Records from a data source:
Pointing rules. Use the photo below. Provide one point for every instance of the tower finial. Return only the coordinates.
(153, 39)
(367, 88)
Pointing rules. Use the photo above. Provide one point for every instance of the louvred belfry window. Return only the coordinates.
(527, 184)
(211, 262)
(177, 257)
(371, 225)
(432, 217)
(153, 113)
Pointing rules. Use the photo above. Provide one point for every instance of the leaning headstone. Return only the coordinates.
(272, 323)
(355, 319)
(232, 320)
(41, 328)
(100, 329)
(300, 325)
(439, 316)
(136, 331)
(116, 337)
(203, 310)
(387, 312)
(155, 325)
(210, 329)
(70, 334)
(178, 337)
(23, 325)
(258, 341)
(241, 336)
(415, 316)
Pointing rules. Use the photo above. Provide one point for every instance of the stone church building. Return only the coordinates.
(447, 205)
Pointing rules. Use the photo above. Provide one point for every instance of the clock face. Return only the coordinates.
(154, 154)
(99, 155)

* Goal of the exercise *
From the "window. Return only the coordinates." line to the close of the listing, restate each line word for word.

* Response to this task *
Pointing rules. Use the photo above. Provide one point for every instance of the louvred belfry window. Return only the coordinates.
(527, 184)
(211, 262)
(177, 257)
(371, 225)
(432, 217)
(153, 113)
Pointing rules. Use the photo above. Provide one point for every instance of the leaning headstone. Return only the coordinates.
(272, 323)
(355, 319)
(232, 320)
(41, 328)
(100, 329)
(300, 325)
(439, 316)
(136, 331)
(116, 337)
(203, 310)
(387, 312)
(155, 325)
(210, 329)
(70, 334)
(178, 337)
(23, 325)
(258, 341)
(241, 336)
(415, 316)
Pointing rules. Use the photo above. Provide one point for every instance of the stone church building. Return only the coordinates.
(447, 205)
Pointing rules. Use the photo above. Provide one point for every instance of the clock face. Return only the coordinates.
(154, 154)
(99, 155)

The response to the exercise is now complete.